- Brief 1
Using the pre-chamber ignition abstract, explain why the studied mixing-layer configuration is relevant to scavenged pre-chamber natural-gas engines.
##### Selected extract #####
Pre-Chamber Ignition Mechanism: Simulations of Transient Autoignition in a Mixing Layer Between Reactants and Partially-Burnt Products

Abstract

The structure of autoignition in a mixing layer between fully-burnt or partially-burnt combustion products from a methane-air flame at ϕ = 0.85 and a methane-air mixture of a leaner equivalence ratio has been studied with transient diffusion flamelet calculations. This configuration is relevant to scavenged pre-chamber natural-gas engines, where the turbulent jet ejected from the pre-chamber may be quenched or may be composed of fully-burnt products. The degree of reaction in the jet fluid is described by a progress variable c (c = taking values 0.5, 0.8, and 1.0) and the mixing by a mixture fraction ξ (ξ = 1 in the jet fluid and 0 in the CH₄-air mixture to be ignited). At high scalar dissipation rates, N₀, ignition does not occur and a chemically-frozen steady-state condition emerges at long times. At scalar dissipation rates below a critical value, ignition occurs at a time that increases with N₀. The flame reaches the ξ = 0 boundary at a finite time that decreases with N₀. The results help identify overall timescales of the jet-ignition problem and suggest a methodology by which estimates of ignition times in real engines may be made.

1 Introduction

The ignition of a reactive mixture when brought in contact with hot (or burnt) gases is one of the canonical problems in combustion science and has been studied extensively, with the first perhaps being by Marble and Adamson [1] who estimated analytically the ignition time in the one-dimensional and initially infinitely-thin mixing layer between reactants and their adiabatically burnt products. When the hot products region has finite size, the solution to this problem in general also gives the conditions under which a flame may begin to propagate in the reactive mixture given the size of the region of the hot gases and their temperature, and the quantification of such conditions has been the usual focal point. This results in an expression for the minimum ignition energy (MIE), often estimated as the amount of energy needed to raise to the adiabatic flame temperature a region of characteristic size of the order of the laminar flame thickness (with a numerical factor depending on geometry and the Lewis number; some pertinent results are reviewed in Refs. [2, 3]).
##### The data #####
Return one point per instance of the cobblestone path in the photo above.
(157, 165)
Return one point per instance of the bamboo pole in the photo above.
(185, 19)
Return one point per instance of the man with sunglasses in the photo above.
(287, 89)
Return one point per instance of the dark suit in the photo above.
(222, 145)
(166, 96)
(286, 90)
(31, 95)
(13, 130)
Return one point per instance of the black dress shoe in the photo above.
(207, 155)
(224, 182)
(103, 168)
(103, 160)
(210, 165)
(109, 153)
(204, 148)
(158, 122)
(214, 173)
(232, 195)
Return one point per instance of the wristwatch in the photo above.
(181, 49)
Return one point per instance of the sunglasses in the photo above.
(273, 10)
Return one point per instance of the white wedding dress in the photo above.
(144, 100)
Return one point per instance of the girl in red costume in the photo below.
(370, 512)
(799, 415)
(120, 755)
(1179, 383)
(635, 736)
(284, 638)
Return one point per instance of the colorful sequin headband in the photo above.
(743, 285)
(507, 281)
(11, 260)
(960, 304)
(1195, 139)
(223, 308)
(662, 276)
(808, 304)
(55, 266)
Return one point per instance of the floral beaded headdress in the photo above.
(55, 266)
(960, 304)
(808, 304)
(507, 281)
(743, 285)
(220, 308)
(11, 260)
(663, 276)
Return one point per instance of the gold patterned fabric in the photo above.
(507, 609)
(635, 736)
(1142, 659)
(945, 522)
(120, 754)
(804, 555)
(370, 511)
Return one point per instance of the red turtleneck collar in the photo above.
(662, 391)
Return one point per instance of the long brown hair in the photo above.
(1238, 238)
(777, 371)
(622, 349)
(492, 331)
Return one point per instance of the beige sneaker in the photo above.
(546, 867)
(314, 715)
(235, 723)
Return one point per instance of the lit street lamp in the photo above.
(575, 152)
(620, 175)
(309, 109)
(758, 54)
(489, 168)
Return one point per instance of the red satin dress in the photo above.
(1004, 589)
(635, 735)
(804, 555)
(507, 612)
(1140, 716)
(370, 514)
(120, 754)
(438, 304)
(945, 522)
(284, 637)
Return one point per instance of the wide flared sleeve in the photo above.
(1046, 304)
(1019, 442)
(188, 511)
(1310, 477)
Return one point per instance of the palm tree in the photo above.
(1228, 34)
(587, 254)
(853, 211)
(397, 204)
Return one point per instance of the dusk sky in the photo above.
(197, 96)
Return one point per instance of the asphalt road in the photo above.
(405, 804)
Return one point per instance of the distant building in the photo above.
#####
- Brief 2
Output as a JSON list of strings everything in the records from the line containing "Return one point per instance of the wide" down to the end of the records, both ends included, with one string per line and blank lines omitted.

- Written response 1
In these engines, the turbulent jet ejected from the pre-chamber may be quenched or may consist of fully-burnt products. The configuration models the mixing layer between such fully-burnt or partially-burnt products and a leaner methane-air mixture, so it captures the conditions under which the jet must ignite the surrounding charge.

- Written response 2
[
  "Return one point per instance of the wide flared sleeve in the photo above.",
  "(1046, 304)",
  "(1019, 442)",
  "(188, 511)",
  "(1310, 477)",
  "Return one point per instance of the palm tree in the photo above.",
  "(1228, 34)",
  "(587, 254)",
  "(853, 211)",
  "(397, 204)",
  "Return one point per instance of the dusk sky in the photo above.",
  "(197, 96)",
  "Return one point per instance of the asphalt road in the photo above.",
  "(405, 804)",
  "Return one point per instance of the distant building in the photo above."
]